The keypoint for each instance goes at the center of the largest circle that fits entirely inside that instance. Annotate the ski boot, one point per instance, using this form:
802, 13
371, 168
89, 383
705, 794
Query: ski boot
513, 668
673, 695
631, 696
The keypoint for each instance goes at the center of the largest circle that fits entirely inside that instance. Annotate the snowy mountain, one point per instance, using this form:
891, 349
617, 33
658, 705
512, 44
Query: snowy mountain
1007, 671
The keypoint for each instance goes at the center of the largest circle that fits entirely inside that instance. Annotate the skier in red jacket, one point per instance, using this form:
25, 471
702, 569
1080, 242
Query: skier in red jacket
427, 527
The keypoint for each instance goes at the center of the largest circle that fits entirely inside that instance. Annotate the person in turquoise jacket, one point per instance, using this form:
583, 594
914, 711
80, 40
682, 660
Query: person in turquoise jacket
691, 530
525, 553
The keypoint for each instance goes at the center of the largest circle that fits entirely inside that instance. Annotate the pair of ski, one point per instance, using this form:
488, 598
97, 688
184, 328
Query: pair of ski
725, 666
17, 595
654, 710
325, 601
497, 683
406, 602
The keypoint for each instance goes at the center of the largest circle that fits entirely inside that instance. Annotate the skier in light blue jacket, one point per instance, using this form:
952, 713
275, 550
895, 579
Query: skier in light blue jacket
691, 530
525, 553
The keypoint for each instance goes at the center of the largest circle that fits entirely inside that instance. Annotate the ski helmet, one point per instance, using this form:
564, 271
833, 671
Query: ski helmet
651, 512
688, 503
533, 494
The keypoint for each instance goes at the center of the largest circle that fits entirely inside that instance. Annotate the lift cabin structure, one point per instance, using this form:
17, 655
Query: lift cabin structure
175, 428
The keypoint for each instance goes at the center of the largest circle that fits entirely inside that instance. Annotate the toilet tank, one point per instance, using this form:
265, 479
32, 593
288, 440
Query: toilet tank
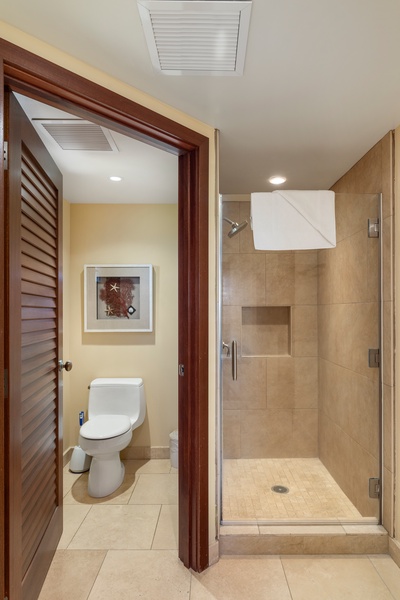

• • • • • • •

• Exercise prompt: Go over the listing above and copy out each line that includes "toilet".

• Reply to the task:
The keypoint for each instance goes at the center of the largest circle that fits entirely inside that instance. Annotate the toilet tank, one point per instance, using this form:
Query: toilet tank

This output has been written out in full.